Problem to work on :: A word-for-word copy of the entries below is required.
____
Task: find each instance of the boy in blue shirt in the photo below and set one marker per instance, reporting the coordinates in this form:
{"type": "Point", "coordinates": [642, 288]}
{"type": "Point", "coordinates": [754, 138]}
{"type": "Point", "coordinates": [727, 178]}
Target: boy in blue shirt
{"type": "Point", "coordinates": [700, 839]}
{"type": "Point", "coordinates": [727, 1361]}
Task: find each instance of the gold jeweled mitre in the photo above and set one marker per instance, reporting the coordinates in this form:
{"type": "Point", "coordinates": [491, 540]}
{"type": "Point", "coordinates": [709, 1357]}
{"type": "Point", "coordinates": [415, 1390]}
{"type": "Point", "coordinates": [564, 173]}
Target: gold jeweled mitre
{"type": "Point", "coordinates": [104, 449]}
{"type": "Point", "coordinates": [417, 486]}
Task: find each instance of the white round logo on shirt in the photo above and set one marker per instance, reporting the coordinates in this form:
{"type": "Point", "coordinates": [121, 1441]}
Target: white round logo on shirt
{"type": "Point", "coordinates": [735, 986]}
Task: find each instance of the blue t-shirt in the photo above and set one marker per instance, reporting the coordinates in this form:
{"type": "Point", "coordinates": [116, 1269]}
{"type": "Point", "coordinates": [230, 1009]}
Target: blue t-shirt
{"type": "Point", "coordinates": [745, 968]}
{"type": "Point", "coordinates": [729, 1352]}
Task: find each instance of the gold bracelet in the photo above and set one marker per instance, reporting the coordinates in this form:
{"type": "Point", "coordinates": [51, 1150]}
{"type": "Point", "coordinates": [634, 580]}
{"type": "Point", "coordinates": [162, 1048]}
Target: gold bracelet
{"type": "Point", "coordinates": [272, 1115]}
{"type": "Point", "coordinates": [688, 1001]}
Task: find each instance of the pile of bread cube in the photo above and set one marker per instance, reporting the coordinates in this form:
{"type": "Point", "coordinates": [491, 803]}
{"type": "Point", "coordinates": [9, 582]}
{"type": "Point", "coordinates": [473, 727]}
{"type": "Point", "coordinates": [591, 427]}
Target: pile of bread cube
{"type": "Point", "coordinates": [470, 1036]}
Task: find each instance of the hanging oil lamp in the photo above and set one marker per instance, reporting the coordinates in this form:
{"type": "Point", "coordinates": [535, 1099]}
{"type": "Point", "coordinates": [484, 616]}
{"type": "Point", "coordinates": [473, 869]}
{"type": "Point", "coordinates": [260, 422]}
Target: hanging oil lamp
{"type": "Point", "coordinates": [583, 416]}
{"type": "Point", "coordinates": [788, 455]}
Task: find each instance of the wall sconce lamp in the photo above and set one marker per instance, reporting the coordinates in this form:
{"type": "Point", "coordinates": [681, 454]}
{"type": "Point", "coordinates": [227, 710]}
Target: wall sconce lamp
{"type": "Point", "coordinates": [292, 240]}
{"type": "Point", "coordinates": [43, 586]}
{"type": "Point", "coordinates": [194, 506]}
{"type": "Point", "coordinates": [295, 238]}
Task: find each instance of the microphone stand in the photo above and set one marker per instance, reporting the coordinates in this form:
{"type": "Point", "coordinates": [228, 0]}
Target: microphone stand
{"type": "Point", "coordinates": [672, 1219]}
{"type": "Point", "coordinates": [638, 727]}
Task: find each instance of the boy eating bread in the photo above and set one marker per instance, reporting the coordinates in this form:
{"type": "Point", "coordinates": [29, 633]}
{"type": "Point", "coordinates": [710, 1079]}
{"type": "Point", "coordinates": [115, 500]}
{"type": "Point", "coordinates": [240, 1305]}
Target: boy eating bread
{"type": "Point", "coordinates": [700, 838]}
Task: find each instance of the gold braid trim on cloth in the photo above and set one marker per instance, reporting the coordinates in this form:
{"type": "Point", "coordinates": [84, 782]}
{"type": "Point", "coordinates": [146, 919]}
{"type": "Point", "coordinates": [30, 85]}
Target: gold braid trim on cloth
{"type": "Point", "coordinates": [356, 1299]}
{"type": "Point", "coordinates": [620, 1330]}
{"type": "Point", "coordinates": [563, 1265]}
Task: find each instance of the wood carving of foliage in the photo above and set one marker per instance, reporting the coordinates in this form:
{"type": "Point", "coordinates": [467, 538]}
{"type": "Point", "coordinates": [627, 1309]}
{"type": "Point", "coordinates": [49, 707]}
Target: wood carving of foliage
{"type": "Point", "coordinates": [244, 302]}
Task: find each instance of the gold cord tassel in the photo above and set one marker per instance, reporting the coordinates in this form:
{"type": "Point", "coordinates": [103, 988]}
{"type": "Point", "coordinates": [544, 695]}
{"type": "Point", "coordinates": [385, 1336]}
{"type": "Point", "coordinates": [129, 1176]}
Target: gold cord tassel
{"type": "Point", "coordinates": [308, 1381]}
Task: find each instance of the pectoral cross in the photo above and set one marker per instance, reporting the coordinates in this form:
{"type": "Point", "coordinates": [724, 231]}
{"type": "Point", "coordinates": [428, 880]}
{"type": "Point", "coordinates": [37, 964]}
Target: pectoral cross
____
Solution to this task ::
Task: find each instance of the boy in blue shirt in the photo below and set one marker per instance, reporting the coordinates in this form:
{"type": "Point", "coordinates": [642, 288]}
{"type": "Point", "coordinates": [754, 138]}
{"type": "Point", "coordinates": [727, 178]}
Target: boy in blue shirt
{"type": "Point", "coordinates": [700, 839]}
{"type": "Point", "coordinates": [727, 1361]}
Task: find each instance of the gold jeweled mitre in the photo above and set one marker per instance, reporting the coordinates in this form:
{"type": "Point", "coordinates": [491, 540]}
{"type": "Point", "coordinates": [709, 1357]}
{"type": "Point", "coordinates": [415, 1390]}
{"type": "Point", "coordinates": [564, 173]}
Target: gold jeweled mitre
{"type": "Point", "coordinates": [104, 449]}
{"type": "Point", "coordinates": [417, 486]}
Task: find each instance of the white round logo on shirt in the photo above and set one marker per instance, reporting the coordinates in this form:
{"type": "Point", "coordinates": [121, 1441]}
Target: white round logo on shirt
{"type": "Point", "coordinates": [735, 986]}
Task: find each instance of the blue t-shirt in the photo above and set one marker per instance, reporting the coordinates in this form:
{"type": "Point", "coordinates": [116, 1269]}
{"type": "Point", "coordinates": [230, 1009]}
Target: blue t-shirt
{"type": "Point", "coordinates": [745, 968]}
{"type": "Point", "coordinates": [729, 1352]}
Task: find each instance of the gold bracelet in the photo above and set one marker per instance, reporting the coordinates in this form:
{"type": "Point", "coordinates": [51, 1150]}
{"type": "Point", "coordinates": [634, 580]}
{"type": "Point", "coordinates": [162, 1048]}
Target: gold bracelet
{"type": "Point", "coordinates": [272, 1115]}
{"type": "Point", "coordinates": [688, 1001]}
Task: find each instance of the pile of bread cube in the photo above and set one marker per instance, reporting the coordinates in this form:
{"type": "Point", "coordinates": [491, 803]}
{"type": "Point", "coordinates": [9, 582]}
{"type": "Point", "coordinates": [473, 727]}
{"type": "Point", "coordinates": [591, 427]}
Target: pile of bread cube
{"type": "Point", "coordinates": [470, 1036]}
Task: find each instance of the hanging oil lamp in the photo above and set one marker per instance, reporting the coordinates in this form:
{"type": "Point", "coordinates": [535, 1099]}
{"type": "Point", "coordinates": [484, 616]}
{"type": "Point", "coordinates": [473, 869]}
{"type": "Point", "coordinates": [260, 422]}
Target: hanging oil lamp
{"type": "Point", "coordinates": [583, 416]}
{"type": "Point", "coordinates": [788, 455]}
Task: find each instance of the wall sconce lamp in the photo above and set one marker per instance, reporting the coordinates in this form:
{"type": "Point", "coordinates": [681, 454]}
{"type": "Point", "coordinates": [227, 710]}
Target: wall sconce lamp
{"type": "Point", "coordinates": [292, 240]}
{"type": "Point", "coordinates": [43, 586]}
{"type": "Point", "coordinates": [194, 506]}
{"type": "Point", "coordinates": [295, 238]}
Task: find each instance of the microphone stand in the photo above and set one marker per instance, reporting the coordinates in this form:
{"type": "Point", "coordinates": [228, 0]}
Target: microphone stand
{"type": "Point", "coordinates": [672, 1219]}
{"type": "Point", "coordinates": [638, 727]}
Task: find each instance of the boy eating bread in the photo above and set one marker per instance, reporting the coordinates in this form:
{"type": "Point", "coordinates": [29, 633]}
{"type": "Point", "coordinates": [710, 1079]}
{"type": "Point", "coordinates": [115, 500]}
{"type": "Point", "coordinates": [240, 1305]}
Target: boy eating bread
{"type": "Point", "coordinates": [700, 838]}
Task: find each instance of the gold braid trim on cloth in the photo above and set one marker per instance, reporting the coordinates in this form:
{"type": "Point", "coordinates": [84, 782]}
{"type": "Point", "coordinates": [146, 919]}
{"type": "Point", "coordinates": [30, 85]}
Target: gold braid trim on cloth
{"type": "Point", "coordinates": [356, 1299]}
{"type": "Point", "coordinates": [620, 1330]}
{"type": "Point", "coordinates": [563, 1265]}
Task: find each instance of the wood carving of foliage in the photo above and set one marker per instance, reporting the coordinates in this form:
{"type": "Point", "coordinates": [467, 538]}
{"type": "Point", "coordinates": [627, 1309]}
{"type": "Point", "coordinates": [49, 707]}
Target: wood carving of foliage
{"type": "Point", "coordinates": [244, 302]}
Task: find each instance of the gold cord tassel in the photo above and set one marker per instance, reporting the coordinates in this form:
{"type": "Point", "coordinates": [103, 988]}
{"type": "Point", "coordinates": [544, 695]}
{"type": "Point", "coordinates": [385, 1336]}
{"type": "Point", "coordinates": [129, 1176]}
Target: gold cord tassel
{"type": "Point", "coordinates": [308, 1381]}
Task: find each instance of the pectoral cross in the photo above and set one marker per instance, reporting the coordinates in this form:
{"type": "Point", "coordinates": [724, 231]}
{"type": "Point", "coordinates": [428, 880]}
{"type": "Point", "coordinates": [37, 964]}
Target: pectoral cross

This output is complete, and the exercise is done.